Can you give these rows again with "planogram checker" swapped for "shelf auditor" throughout, changing nothing else?

▶ [RECORDED INFORMATION]:
<<<<

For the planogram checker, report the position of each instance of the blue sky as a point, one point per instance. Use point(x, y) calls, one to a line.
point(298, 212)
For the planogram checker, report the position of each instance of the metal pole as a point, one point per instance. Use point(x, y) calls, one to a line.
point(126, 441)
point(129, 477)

>>>>

▶ [ANSWER FOR THE TASK]:
For the shelf auditor, report the position of each instance of the blue sky as a point, one point per instance. Use point(x, y) calls, one to a line.
point(298, 212)
For the shelf auditor, report the position of each instance of the metal pole as a point, one point per instance. Use point(x, y) calls, one to a line.
point(126, 441)
point(129, 477)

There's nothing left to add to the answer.